▶ **Tarefa a executar**
Represente todo o material a seguir como uma lista JSON de strings, uma para cada linha, omitindo as linhas em branco.

▶ **Linhas**
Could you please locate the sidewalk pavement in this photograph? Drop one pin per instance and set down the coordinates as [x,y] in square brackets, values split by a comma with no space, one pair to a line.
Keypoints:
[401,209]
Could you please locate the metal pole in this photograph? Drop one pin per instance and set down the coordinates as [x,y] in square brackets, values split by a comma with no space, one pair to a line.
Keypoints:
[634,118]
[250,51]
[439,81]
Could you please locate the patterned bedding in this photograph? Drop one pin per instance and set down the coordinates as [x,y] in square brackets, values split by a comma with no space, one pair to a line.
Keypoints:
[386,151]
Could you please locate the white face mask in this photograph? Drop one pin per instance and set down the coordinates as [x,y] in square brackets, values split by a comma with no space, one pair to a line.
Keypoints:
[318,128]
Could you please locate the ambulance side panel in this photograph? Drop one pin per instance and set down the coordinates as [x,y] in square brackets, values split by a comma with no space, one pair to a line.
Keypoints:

▶ **Resultado final**
[
  "Could you please locate the sidewalk pavement in this photograph? Drop one pin per instance and set down the coordinates as [x,y] in square brackets, values split by a comma with no space, one pair to a line.",
  "Keypoints:",
  "[401,209]",
  "Could you please locate the metal pole in this photograph? Drop one pin per instance and set down the coordinates as [x,y] in square brackets, values split by a comma with no space, one pair to a line.",
  "Keypoints:",
  "[634,118]",
  "[250,51]",
  "[439,81]",
  "Could you please locate the patterned bedding in this photograph? Drop one pin per instance and set down the coordinates as [x,y] in square brackets, values split by a comma with no space, one pair to a line.",
  "Keypoints:",
  "[386,151]",
  "Could you please locate the white face mask in this photograph? Drop one pin per instance and set down the coordinates as [x,y] in square brackets, values split by a comma with no space, one pair to a line.",
  "Keypoints:",
  "[318,128]",
  "Could you please locate the ambulance side panel in this photograph? Drop one pin per instance and set down the coordinates as [x,y] in square brackets, values split by a comma with no space, one pair to a line.",
  "Keypoints:"
]